--- Task to carry out ---
When you reach the line that contains "identify the grass", set down that line and every one after it through the end of the records, exactly as written and with no pictures.

-- Records for this exercise follows --

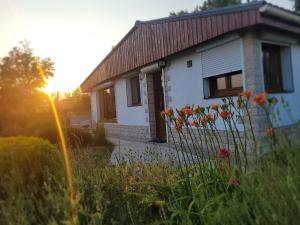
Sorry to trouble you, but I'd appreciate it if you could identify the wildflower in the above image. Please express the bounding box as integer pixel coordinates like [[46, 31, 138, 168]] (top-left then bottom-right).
[[175, 116, 184, 130], [206, 113, 215, 121], [240, 91, 252, 99], [194, 106, 205, 114], [191, 121, 199, 127], [200, 118, 208, 126], [182, 105, 193, 116], [228, 176, 240, 186], [254, 92, 267, 106], [266, 127, 273, 137], [211, 103, 219, 111], [220, 111, 231, 120], [219, 148, 230, 158], [161, 107, 173, 117]]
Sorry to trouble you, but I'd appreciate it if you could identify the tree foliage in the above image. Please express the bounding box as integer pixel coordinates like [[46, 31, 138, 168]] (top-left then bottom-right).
[[169, 0, 243, 16], [295, 0, 300, 12], [0, 41, 55, 135]]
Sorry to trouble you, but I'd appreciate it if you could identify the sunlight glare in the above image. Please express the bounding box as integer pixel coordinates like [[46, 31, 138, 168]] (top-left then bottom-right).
[[42, 77, 59, 96]]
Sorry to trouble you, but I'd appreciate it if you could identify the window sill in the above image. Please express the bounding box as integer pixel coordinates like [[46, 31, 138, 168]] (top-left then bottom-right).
[[100, 118, 117, 123], [266, 90, 294, 94], [205, 93, 241, 99], [128, 104, 142, 107]]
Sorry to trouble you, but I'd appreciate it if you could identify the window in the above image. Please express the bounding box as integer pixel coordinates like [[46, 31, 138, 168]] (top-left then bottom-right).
[[126, 75, 141, 106], [99, 86, 116, 122], [208, 71, 243, 98], [262, 43, 293, 93]]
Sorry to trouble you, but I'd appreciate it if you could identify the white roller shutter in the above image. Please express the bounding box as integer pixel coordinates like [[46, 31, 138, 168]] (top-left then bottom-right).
[[201, 39, 242, 78]]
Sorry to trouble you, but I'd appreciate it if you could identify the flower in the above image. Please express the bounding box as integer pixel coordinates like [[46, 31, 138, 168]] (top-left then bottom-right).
[[219, 148, 230, 158], [220, 111, 231, 120], [206, 113, 215, 121], [175, 116, 184, 130], [200, 119, 208, 126], [240, 91, 252, 98], [211, 103, 219, 111], [228, 176, 240, 186], [254, 92, 267, 106], [191, 121, 199, 127], [266, 127, 273, 137], [182, 105, 194, 116], [161, 108, 173, 117], [194, 106, 205, 114]]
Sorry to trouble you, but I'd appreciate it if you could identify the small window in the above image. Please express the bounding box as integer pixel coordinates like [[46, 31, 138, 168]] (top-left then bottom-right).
[[208, 71, 243, 98], [99, 86, 117, 122], [127, 75, 141, 107], [187, 60, 193, 68], [262, 43, 293, 93]]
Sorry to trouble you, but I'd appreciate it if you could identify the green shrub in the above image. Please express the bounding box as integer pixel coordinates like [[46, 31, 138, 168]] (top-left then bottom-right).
[[0, 136, 69, 225], [67, 127, 93, 148], [92, 124, 112, 146]]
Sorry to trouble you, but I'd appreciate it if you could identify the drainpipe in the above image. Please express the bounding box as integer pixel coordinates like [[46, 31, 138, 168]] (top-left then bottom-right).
[[161, 67, 169, 143]]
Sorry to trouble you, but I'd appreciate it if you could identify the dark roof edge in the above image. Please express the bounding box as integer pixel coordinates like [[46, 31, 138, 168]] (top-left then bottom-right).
[[140, 1, 265, 24]]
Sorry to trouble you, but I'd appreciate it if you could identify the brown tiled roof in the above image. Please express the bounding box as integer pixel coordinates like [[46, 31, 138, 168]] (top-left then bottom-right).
[[81, 1, 300, 91]]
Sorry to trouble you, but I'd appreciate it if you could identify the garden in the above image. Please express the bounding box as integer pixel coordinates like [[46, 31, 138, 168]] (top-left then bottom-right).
[[0, 89, 299, 225]]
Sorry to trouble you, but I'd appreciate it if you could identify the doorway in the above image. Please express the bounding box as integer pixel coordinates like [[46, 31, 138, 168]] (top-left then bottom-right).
[[152, 71, 166, 141]]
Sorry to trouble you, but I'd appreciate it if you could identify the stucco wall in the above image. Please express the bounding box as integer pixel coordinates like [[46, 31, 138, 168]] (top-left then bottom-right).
[[165, 38, 244, 130], [114, 78, 148, 126]]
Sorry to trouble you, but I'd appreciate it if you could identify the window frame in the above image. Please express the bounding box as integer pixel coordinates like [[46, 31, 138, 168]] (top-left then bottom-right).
[[127, 75, 142, 107], [207, 70, 243, 98], [99, 86, 117, 123], [261, 41, 294, 94]]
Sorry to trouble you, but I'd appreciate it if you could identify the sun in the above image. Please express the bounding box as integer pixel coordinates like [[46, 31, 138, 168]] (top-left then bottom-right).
[[41, 77, 58, 96]]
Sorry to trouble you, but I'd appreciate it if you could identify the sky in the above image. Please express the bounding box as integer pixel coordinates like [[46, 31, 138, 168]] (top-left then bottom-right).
[[0, 0, 294, 92]]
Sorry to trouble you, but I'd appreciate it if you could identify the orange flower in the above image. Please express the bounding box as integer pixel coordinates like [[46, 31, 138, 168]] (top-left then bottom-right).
[[200, 119, 208, 126], [206, 113, 215, 121], [220, 111, 231, 120], [191, 121, 199, 127], [182, 105, 193, 116], [161, 108, 173, 117], [254, 92, 267, 106], [266, 127, 273, 137], [240, 91, 252, 98], [175, 116, 184, 130], [211, 103, 219, 111]]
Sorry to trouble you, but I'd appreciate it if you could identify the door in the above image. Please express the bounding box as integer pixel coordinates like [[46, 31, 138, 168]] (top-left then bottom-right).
[[152, 72, 166, 141]]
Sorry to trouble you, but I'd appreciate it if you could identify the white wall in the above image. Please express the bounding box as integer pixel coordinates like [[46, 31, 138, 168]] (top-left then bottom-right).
[[114, 78, 147, 126], [166, 38, 244, 130]]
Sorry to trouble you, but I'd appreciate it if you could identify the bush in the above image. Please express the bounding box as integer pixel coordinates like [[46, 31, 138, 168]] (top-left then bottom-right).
[[92, 124, 112, 146], [67, 127, 93, 148], [0, 136, 68, 225]]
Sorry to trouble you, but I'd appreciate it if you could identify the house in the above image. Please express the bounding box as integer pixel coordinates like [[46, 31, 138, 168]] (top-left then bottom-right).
[[81, 1, 300, 144]]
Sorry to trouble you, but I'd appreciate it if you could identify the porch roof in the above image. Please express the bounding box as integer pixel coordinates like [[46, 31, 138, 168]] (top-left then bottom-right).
[[81, 1, 300, 92]]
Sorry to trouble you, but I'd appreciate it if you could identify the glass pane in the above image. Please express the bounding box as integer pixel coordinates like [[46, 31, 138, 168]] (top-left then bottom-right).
[[217, 77, 226, 90], [130, 76, 140, 105], [231, 74, 242, 88]]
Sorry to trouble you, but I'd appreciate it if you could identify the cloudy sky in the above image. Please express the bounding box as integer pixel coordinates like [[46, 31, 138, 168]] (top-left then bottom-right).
[[0, 0, 294, 92]]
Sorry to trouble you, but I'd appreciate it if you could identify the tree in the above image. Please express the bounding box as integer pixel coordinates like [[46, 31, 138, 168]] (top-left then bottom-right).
[[295, 0, 300, 12], [169, 10, 189, 17], [199, 0, 241, 11], [0, 41, 55, 135], [169, 0, 242, 16]]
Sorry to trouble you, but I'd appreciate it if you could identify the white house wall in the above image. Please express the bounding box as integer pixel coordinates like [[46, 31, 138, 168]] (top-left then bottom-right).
[[166, 38, 244, 130], [114, 78, 147, 126]]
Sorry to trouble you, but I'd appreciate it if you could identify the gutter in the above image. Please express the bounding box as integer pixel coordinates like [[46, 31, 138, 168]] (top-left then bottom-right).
[[259, 5, 300, 25]]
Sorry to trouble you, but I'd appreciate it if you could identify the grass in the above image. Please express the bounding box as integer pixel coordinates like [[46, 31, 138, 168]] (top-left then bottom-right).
[[0, 93, 299, 224]]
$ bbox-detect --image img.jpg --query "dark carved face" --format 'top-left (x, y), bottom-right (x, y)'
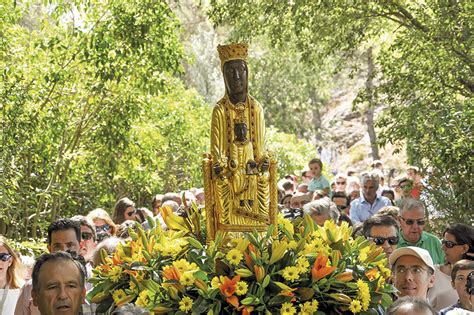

-- Records for this exercise concluded --

--- Answer box ---
Sorry to trouble you, but I'd appreciate it if you could identify the grass in the above image. Please express the bounding box as integer pixel coordinates like [[46, 31, 138, 168]] (top-left then bottom-right).
[[0, 93, 299, 224]]
$ bbox-detect --image img.jpg --query "dark carved face" --format 'top-left (x, y), bottom-right (x, y)'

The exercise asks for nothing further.